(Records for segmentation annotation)

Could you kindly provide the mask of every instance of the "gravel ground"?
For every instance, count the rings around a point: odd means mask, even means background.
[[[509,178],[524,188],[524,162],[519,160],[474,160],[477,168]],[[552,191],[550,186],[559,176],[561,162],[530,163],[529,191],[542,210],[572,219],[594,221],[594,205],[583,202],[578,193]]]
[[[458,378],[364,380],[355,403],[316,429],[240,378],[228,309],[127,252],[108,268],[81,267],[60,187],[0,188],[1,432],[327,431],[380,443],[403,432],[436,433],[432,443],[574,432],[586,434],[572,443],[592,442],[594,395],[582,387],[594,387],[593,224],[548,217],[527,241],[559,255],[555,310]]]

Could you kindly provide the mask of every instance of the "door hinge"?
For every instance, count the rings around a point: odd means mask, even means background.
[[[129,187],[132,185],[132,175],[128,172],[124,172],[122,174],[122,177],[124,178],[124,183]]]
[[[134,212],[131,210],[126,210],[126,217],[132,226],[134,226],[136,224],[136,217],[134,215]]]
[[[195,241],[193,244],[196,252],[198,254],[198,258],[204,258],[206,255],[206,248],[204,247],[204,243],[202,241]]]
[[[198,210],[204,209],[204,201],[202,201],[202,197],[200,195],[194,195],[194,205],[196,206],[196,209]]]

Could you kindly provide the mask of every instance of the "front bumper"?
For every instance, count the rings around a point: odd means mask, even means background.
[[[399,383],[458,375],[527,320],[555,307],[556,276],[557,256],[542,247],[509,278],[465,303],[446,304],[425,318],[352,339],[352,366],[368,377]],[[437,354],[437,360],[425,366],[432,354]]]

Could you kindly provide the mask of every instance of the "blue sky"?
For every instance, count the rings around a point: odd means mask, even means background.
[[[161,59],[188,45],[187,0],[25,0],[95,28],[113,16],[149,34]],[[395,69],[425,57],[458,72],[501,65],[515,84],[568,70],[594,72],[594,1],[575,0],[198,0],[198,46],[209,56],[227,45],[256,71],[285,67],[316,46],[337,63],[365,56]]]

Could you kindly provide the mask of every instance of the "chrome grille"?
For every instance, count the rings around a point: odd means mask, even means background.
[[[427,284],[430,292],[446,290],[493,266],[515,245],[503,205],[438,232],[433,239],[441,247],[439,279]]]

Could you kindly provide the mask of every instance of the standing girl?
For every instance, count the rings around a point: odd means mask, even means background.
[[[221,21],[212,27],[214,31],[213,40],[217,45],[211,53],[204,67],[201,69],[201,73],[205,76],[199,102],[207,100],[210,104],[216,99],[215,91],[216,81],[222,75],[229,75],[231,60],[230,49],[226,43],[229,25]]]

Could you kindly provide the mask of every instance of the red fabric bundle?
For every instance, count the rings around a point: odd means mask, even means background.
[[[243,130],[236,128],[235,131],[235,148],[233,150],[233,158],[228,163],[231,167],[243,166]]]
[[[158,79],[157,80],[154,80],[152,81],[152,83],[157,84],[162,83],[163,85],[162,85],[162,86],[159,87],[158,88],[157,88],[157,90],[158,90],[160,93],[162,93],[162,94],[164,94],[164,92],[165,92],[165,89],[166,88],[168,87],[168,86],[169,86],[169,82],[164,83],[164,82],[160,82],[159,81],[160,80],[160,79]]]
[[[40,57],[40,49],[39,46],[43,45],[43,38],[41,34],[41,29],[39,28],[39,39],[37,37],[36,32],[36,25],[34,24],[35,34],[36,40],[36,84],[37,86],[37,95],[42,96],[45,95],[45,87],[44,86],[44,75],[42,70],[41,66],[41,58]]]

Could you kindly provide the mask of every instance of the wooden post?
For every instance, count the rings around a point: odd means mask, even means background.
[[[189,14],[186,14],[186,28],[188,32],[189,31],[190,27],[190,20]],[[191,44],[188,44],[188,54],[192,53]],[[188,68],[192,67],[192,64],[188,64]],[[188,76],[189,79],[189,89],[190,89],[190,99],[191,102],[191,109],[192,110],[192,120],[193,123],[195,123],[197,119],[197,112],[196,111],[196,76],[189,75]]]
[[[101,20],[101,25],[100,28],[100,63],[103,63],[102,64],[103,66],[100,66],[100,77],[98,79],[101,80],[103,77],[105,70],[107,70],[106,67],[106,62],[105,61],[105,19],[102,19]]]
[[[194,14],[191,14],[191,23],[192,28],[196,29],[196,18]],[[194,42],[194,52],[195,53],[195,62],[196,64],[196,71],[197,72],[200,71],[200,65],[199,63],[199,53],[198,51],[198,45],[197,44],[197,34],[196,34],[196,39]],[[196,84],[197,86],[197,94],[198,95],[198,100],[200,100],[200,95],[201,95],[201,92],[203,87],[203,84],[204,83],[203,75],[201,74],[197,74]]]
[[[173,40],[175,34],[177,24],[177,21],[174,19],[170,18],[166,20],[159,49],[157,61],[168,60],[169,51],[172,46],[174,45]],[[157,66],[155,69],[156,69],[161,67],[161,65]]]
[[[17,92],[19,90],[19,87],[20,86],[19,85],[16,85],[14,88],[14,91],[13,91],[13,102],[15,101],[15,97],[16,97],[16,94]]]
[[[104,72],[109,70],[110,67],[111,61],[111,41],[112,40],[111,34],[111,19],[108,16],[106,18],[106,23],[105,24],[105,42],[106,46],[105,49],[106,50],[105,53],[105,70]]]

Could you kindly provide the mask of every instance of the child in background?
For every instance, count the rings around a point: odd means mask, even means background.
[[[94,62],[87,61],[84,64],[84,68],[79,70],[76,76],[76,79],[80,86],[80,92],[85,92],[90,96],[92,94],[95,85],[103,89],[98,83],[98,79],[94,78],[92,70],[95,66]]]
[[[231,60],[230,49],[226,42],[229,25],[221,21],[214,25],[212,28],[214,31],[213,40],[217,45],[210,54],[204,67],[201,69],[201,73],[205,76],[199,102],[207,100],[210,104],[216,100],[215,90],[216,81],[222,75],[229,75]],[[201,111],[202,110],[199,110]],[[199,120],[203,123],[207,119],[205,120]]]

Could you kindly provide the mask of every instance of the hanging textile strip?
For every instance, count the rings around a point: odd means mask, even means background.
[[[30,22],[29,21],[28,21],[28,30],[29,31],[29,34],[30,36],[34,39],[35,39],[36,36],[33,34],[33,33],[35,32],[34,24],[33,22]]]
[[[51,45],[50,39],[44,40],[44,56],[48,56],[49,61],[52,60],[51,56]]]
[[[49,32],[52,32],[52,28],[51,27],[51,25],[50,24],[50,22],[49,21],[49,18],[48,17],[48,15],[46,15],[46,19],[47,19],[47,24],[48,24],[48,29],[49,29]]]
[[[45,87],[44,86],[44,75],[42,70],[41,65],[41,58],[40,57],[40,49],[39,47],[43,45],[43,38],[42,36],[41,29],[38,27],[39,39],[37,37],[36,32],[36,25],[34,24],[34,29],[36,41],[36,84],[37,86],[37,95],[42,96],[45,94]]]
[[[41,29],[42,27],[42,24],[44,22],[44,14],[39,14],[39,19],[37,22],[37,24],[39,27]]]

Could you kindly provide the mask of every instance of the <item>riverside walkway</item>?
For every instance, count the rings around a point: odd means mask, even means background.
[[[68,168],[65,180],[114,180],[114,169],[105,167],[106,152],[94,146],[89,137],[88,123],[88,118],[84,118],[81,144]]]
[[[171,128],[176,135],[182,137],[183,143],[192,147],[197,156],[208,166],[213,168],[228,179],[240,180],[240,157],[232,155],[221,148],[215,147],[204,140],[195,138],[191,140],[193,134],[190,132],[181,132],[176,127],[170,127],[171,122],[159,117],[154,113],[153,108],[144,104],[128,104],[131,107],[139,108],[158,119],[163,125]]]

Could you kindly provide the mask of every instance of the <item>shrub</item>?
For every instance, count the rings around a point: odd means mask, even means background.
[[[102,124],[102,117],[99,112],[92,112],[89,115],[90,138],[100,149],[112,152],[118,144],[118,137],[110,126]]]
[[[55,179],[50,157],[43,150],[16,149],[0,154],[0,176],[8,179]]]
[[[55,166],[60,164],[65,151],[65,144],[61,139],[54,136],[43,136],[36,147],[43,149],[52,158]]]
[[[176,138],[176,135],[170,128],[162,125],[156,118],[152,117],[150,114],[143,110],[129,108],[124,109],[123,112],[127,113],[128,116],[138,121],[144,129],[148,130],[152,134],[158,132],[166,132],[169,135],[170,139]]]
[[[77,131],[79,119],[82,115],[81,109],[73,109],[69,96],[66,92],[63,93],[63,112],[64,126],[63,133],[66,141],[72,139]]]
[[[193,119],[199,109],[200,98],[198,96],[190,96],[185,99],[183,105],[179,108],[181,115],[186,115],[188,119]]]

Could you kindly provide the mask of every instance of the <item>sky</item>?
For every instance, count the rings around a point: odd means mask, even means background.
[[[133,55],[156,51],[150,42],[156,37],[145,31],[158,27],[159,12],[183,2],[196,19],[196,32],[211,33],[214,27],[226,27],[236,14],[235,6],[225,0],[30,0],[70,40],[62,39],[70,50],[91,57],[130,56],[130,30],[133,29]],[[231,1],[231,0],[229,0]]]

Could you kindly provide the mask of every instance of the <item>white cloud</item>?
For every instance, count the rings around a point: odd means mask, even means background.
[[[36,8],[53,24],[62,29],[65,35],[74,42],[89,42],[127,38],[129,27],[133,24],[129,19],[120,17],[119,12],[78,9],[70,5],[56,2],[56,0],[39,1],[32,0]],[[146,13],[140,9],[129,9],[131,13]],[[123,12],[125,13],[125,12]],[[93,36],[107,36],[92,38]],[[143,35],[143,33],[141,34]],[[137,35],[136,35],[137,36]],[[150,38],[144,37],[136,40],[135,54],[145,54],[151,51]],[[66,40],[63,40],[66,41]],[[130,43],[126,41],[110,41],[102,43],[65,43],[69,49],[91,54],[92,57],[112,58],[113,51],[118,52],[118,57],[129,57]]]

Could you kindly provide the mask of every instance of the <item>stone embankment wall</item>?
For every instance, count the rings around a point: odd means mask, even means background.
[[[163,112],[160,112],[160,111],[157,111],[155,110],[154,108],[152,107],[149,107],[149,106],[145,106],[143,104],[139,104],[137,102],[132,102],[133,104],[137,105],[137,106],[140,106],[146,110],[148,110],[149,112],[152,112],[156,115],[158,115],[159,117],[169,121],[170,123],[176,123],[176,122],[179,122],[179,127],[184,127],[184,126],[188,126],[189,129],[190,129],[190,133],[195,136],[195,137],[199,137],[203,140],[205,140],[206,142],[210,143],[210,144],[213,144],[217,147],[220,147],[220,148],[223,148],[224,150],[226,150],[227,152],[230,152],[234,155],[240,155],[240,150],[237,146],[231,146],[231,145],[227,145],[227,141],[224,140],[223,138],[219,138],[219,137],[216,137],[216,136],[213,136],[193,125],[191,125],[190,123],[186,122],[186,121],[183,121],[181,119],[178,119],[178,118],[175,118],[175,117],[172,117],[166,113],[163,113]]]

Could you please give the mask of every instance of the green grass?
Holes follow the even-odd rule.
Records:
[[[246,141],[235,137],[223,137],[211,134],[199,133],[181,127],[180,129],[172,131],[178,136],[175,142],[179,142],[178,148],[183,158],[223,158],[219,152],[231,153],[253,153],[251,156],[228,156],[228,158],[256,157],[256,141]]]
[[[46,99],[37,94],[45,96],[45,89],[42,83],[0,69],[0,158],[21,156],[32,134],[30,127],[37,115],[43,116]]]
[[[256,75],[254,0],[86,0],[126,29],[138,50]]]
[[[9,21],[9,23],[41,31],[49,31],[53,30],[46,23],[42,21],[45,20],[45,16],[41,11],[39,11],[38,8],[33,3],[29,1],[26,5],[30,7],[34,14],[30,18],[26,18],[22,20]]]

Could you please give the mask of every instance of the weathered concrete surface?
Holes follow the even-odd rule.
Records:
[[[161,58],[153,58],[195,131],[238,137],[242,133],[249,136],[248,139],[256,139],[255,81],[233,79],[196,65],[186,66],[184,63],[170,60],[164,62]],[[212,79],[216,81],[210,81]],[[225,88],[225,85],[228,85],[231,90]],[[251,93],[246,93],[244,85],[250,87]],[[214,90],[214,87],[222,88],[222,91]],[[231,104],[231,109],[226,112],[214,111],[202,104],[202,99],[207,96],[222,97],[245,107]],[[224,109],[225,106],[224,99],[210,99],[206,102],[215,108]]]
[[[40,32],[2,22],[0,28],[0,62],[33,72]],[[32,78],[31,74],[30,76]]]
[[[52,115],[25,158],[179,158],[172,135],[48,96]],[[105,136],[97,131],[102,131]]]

▶ [Brief]:
Pick out every line of the records above that contains the string "item", matching case exactly, and copy each such line in full.

▶ [Problem solution]:
Could you kindly provide the mask of every instance of the <item>riverside walkway</item>?
Could you kindly provide the mask of every instance of the <item>shrub</item>?
Could you kindly provide the mask of every instance of the <item>sky</item>?
Could you kindly provide the mask of every instance of the <item>white cloud</item>?
Could you kindly provide the mask of every instance of the <item>stone embankment wall</item>?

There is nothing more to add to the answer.